* _EXERCISE GOAL_
Could you set down, word for word, the part of the Rams third-down article that opens with the words containing "Giving up 13" and closes with "or a touchdown."?
**** SOURCE DOCUMENT
What makes this a very interesting matchup is that the Rams defense has been bad on third down. They give up first downs on more than half of the third downs they face. They gave up two third and longs against the Cardinals that were instrumental in the Rams’ defeat. On the other hand, they have faced four fourth-down plays on defense. They have allowed a conversion on only one.
The Rams have faced 45 third down plays and have given up 24 first downs or touchdowns. 13 of those have come with three or fewer yards to go. Eight of the remaining 11 conversions came with seven or more yards to go. These include some devastating explosive plays including a 54-yard run by Edmonds, an 18-yard run by Kyler Murray, a 42-yard passing play to Michael Pittman, and a 16-yard pass to Rondale Moore.
Giving up 13 short-yardage third-down conversions isn’t great, but for a defense built like the Rams, it isn’t the most unexpected thing. But, they are supposed to be specifically schemed up to avoid explosive plays. That is not what is happening on third down. On 44 percent of third and seven or greater plays, they are giving up a first down or a touchdown.
This is one of those “something’s got to give” matchups. Both teams seem to lose their way when it comes to third down. On one side, the Rams give up plays they are built to defend. On the other side, the Seahawks go away from what works for them. When in third and short they should be running the ball but by and large they opt to pass. Not only that but the most targeted receiver on third down has been Freddie Swain when, as noted before, he is not among their best pass catchers. Whichever side wins this matchup will likely win the game.
********
**** DATASET CONTENT
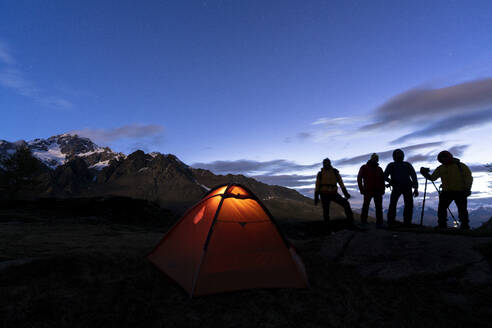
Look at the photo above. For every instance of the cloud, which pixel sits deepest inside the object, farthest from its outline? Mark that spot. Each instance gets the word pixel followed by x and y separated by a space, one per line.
pixel 479 168
pixel 456 150
pixel 13 78
pixel 385 155
pixel 416 105
pixel 250 167
pixel 131 131
pixel 449 125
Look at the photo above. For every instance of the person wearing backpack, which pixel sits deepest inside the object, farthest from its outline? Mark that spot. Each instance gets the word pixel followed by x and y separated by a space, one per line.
pixel 456 181
pixel 326 188
pixel 371 185
pixel 402 178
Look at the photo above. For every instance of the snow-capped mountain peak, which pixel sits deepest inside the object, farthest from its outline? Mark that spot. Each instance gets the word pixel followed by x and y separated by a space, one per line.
pixel 57 150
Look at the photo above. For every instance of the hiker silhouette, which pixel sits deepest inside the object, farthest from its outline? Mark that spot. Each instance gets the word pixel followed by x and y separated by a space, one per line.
pixel 371 185
pixel 327 182
pixel 456 185
pixel 402 178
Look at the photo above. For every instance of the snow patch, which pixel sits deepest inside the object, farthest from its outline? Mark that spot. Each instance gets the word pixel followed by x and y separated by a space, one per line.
pixel 98 150
pixel 52 157
pixel 202 185
pixel 100 165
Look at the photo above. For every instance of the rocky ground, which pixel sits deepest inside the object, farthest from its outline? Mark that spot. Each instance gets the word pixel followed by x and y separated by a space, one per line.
pixel 90 271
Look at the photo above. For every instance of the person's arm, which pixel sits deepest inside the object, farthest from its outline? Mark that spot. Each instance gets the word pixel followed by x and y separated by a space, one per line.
pixel 381 180
pixel 387 172
pixel 340 182
pixel 413 176
pixel 435 175
pixel 415 181
pixel 359 180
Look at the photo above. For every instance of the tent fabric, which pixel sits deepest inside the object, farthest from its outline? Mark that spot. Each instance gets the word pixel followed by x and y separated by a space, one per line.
pixel 228 241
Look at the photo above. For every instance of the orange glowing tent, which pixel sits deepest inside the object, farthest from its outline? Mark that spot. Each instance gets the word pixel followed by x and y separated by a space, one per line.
pixel 228 241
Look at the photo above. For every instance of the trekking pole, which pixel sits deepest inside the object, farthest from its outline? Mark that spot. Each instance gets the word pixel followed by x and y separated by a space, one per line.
pixel 439 192
pixel 423 204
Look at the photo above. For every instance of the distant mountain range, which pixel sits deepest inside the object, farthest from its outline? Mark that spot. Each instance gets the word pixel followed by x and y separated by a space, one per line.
pixel 72 166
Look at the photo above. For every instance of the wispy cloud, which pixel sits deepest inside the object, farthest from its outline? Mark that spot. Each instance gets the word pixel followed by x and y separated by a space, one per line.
pixel 447 125
pixel 416 105
pixel 385 155
pixel 13 78
pixel 435 111
pixel 131 131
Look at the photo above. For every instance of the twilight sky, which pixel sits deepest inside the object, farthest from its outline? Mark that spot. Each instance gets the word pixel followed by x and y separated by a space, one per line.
pixel 264 88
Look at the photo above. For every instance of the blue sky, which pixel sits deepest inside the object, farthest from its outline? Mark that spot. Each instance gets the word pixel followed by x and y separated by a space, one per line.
pixel 255 82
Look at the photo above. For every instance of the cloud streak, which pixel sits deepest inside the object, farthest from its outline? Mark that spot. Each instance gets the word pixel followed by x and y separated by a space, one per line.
pixel 385 155
pixel 250 167
pixel 421 104
pixel 447 125
pixel 287 180
pixel 131 131
pixel 13 78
********
* _RESULT OF THIS EXERCISE_
Giving up 13 short-yardage third-down conversions isn’t great, but for a defense built like the Rams, it isn’t the most unexpected thing. But, they are supposed to be specifically schemed up to avoid explosive plays. That is not what is happening on third down. On 44 percent of third and seven or greater plays, they are giving up a first down or a touchdown.